## [Your assignment]
Reproduce all of the data exactly.

[Region pointing data]
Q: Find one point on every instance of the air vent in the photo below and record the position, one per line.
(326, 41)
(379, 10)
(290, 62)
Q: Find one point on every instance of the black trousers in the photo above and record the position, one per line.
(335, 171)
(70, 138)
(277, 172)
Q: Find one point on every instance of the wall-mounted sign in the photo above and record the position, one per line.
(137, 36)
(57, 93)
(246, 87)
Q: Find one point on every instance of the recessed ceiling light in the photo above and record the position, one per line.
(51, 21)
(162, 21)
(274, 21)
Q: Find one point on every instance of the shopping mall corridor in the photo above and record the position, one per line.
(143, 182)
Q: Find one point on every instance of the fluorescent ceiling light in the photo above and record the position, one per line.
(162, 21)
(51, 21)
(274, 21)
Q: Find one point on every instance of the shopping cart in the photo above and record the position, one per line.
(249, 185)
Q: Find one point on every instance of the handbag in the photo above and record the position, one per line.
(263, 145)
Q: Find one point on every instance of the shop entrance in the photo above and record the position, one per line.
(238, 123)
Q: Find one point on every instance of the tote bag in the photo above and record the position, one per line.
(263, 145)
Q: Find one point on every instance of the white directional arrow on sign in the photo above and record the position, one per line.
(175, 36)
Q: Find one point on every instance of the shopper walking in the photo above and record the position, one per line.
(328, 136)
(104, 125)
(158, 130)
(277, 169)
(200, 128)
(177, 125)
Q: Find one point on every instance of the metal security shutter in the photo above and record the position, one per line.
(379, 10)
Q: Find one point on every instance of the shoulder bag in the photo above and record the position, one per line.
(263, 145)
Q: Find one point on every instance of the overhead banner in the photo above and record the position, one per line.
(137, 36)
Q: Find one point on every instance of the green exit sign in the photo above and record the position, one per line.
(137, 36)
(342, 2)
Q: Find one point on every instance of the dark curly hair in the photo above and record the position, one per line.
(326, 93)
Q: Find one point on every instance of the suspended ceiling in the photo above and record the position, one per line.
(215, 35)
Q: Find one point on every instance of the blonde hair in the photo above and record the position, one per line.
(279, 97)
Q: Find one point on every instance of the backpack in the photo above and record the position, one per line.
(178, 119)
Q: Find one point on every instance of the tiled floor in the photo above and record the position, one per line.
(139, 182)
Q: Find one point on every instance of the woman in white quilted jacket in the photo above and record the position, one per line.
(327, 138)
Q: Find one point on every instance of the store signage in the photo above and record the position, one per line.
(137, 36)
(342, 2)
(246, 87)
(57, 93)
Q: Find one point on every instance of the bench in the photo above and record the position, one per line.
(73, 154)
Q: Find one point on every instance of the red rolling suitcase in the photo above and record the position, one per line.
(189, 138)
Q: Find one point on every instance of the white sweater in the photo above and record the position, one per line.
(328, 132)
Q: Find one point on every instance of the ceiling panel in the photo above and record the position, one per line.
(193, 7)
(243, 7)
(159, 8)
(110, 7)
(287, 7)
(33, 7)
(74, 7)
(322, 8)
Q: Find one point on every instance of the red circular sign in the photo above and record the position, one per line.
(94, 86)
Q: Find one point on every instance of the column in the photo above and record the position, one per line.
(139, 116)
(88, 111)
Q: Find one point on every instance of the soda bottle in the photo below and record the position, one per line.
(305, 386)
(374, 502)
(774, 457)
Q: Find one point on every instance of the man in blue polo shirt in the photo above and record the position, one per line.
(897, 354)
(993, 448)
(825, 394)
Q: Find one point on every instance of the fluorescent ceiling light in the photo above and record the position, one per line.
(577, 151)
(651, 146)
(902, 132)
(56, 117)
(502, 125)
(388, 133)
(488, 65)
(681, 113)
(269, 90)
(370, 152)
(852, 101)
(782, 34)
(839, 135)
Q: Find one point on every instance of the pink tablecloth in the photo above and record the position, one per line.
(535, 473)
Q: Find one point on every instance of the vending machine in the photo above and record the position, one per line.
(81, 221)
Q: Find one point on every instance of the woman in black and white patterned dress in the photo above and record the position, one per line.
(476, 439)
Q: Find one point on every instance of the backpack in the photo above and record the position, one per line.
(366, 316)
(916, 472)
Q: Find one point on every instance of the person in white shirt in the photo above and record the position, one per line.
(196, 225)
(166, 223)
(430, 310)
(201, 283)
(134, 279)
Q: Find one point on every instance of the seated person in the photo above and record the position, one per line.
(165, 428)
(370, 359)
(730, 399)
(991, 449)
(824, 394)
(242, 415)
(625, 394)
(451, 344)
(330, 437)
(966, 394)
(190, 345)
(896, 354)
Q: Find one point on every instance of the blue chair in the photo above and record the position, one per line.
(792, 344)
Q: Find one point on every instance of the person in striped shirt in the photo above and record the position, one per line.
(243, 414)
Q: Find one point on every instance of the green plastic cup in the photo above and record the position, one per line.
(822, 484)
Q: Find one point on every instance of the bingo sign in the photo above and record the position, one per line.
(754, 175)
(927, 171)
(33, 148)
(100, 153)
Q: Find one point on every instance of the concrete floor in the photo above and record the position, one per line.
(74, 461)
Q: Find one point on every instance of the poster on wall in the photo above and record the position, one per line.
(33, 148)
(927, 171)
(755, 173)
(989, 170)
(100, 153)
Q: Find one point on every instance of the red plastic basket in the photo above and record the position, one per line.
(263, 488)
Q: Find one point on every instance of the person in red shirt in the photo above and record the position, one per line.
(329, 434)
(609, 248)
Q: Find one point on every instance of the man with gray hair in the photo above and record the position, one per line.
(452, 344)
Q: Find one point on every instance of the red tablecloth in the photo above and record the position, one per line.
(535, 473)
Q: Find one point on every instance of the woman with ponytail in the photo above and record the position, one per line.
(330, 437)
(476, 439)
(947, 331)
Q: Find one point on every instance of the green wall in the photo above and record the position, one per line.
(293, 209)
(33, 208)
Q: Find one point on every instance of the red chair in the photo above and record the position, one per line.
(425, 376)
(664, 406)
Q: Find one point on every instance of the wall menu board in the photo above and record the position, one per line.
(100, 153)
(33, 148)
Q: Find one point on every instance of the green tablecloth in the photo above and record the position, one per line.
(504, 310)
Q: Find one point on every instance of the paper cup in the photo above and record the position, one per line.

## [Exercise solution]
Q: Find one point on every instance of the air vent in the photo below and record the position, one per line.
(326, 41)
(379, 10)
(290, 62)
Q: Find one point on every instance of the black trousers in the photo above and record the position, one per line.
(335, 171)
(70, 138)
(277, 172)
Q: Find one point on every instance of the wall-mounted sign in the photo above and record the position, one per line.
(137, 36)
(57, 93)
(246, 87)
Q: Find one point on every instance of the recessed ceiling light in the photo above and record the position, one per line.
(51, 21)
(162, 21)
(274, 21)
Q: Find one point on every instance of the shopping mall corridor in the photo above and record the position, one per line.
(143, 182)
Q: Find one point on every instance of the fluorescent ceiling light in the photo above and record the position, one per line.
(162, 21)
(51, 21)
(274, 21)
Q: Find one point on every instance of the shopping cart in the photo above and record the position, one per line.
(249, 185)
Q: Find one point on every instance of the handbag in the photo above and record the position, one per line.
(263, 145)
Q: Find one point on every instance of the shop entrance in the photo above and record the position, one per line.
(238, 123)
Q: Find one point on every instance of the tote bag in the photo above and record the position, one per line.
(263, 145)
Q: Find one point on every instance of the white directional arrow on sign in the photo above and record the position, one per line.
(175, 36)
Q: Find one point on every instance of the shopper walking in the photo above and record the position, one per line.
(328, 136)
(104, 125)
(158, 130)
(277, 169)
(200, 128)
(177, 125)
Q: Find one point on every instance of the metal security shutter in the photo above and record the position, one per line.
(379, 10)
Q: Find one point on every instance of the shoulder bag in the photo above and record the position, one per line.
(263, 145)
Q: Find one point on every instance of the overhead banner in the photo above and record the position, one per line.
(137, 36)
Q: Find one point on every instance of the green exit sign in the photo above and record the position, one per line.
(137, 36)
(342, 2)
Q: Find one point on every instance of the dark curly hair in the photo above and record the position, one per line.
(326, 93)
Q: Find one point on every instance of the suspended ceiling in the photo above and record the position, one per line.
(215, 35)
Q: Find one point on every instance of the blonde hair in the photo above and record the position, one per line.
(279, 97)
Q: Find one point on every instance of the backpack in the photo above and record the position, one per line.
(178, 119)
Q: Find one point on every instance of the tiled floor in the photo above and record the position, one per line.
(139, 182)
Q: Find one point on every instance of the woman in white quilted jacket in the photo above and record the position, one per line.
(327, 138)
Q: Find one point on every instance of the store signage in the photo above and record the position, one per line.
(137, 36)
(342, 2)
(246, 87)
(57, 93)
Q: Find one point on every instance of the bench in the photo above and record the position, one per line.
(73, 154)
Q: Find one point on every instance of the red rolling suitcase in the photo above and record the position, one per line.
(189, 138)
Q: Find one point on every instance of the white sweater in the photo above and record the position, one per line.
(328, 132)
Q: Find one point on every instance of the ceiling panel in the photo above and record the position, one per line.
(193, 7)
(243, 7)
(159, 8)
(110, 7)
(287, 7)
(33, 7)
(74, 7)
(322, 8)
Q: Find one point on every instance of the red circular sign in the photo above and record the position, one per line.
(94, 86)
Q: Find one point on every instance of the column in the photo above and record the position, one per line.
(139, 116)
(88, 111)
Q: Find one point on every instance of the soda bottle in the photo below and record the position, one per line.
(305, 386)
(374, 502)
(774, 457)
Q: Find one point on every instance of the man in blue polo shirt in the photo above and record the position, one per line.
(897, 354)
(993, 448)
(825, 394)
Q: Find one point on every instance of the fluorescent ceiling light in the photo above and record the position, one per line.
(577, 151)
(651, 146)
(902, 132)
(56, 117)
(502, 125)
(388, 133)
(488, 65)
(681, 113)
(269, 90)
(370, 152)
(852, 101)
(782, 34)
(839, 135)
Q: Find one point on every instance of the pink tablecloth in the photo above and record the position, one per line.
(535, 473)
Q: Find one point on every instance of the vending machine in the photo above and record the position, one per line.
(81, 221)
Q: Find one point on every instance of the woman in black and white patterned dress in the photo above and record the position, one per line.
(476, 439)
Q: Find one point on every instance of the backpack in the photo above and record the position, one per line.
(366, 316)
(916, 472)
Q: Find one point on every instance of the person in white shirt in the photo above and record the position, one per line.
(196, 225)
(166, 223)
(430, 310)
(201, 283)
(134, 279)
Q: Find one point on every instance of the seated person in the photo above and record the position, one per line.
(165, 428)
(370, 359)
(730, 399)
(991, 449)
(824, 394)
(242, 415)
(625, 394)
(451, 344)
(330, 437)
(966, 394)
(190, 345)
(896, 354)
Q: Find one point on every instance of the blue chair in the photo above and record the position, one per line.
(792, 344)
Q: Find one point on every instance of the person in striped shirt in the photo above and record the position, one per line.
(243, 414)
Q: Find one point on every instance of the green plastic cup in the photo above and record the position, one per line.
(822, 484)
Q: Find one point on every instance of the bingo sign in the photo above and record the position, one per line.
(754, 175)
(927, 171)
(33, 148)
(100, 153)
Q: Find one point on every instance of the concrete floor in the photo above and record the position, one per line.
(74, 461)
Q: Find one point on every instance of the poster on wall in the photo above and record the position, one per line.
(33, 148)
(927, 171)
(755, 173)
(989, 170)
(100, 153)
Q: Find one point on every instance of the red plastic basket in the photo above and record the position, one per line.
(263, 488)
Q: Find one point on every instance of the person in red shirt in the photo above and record the position, one per line.
(329, 434)
(609, 248)
Q: Find one point on every instance of the man with gray hair in the photo above and record the position, one per line.
(452, 344)
Q: Find one point on every instance of the red tablecloth in the photo above and record the position, one per line.
(535, 473)
Q: Find one point on every instance of the woman with ponytail in the photo above and record the position, one per line.
(330, 437)
(476, 439)
(947, 331)
Q: Find one point on every instance of the green wall in the photo above and record the position, one per line.
(293, 209)
(33, 208)
Q: Find one point on every instance of the red chair in the photo above and record the position, one per line.
(425, 376)
(664, 406)
Q: Find one point on every instance of the wall menu board in the photo above and record the position, one per line.
(100, 153)
(33, 148)
Q: Find one point on every instance of the green tablecloth in the photo above and record the position, one per line.
(504, 310)
Q: Find one point on every instance of the paper cup in the photo above and record the position, one per line.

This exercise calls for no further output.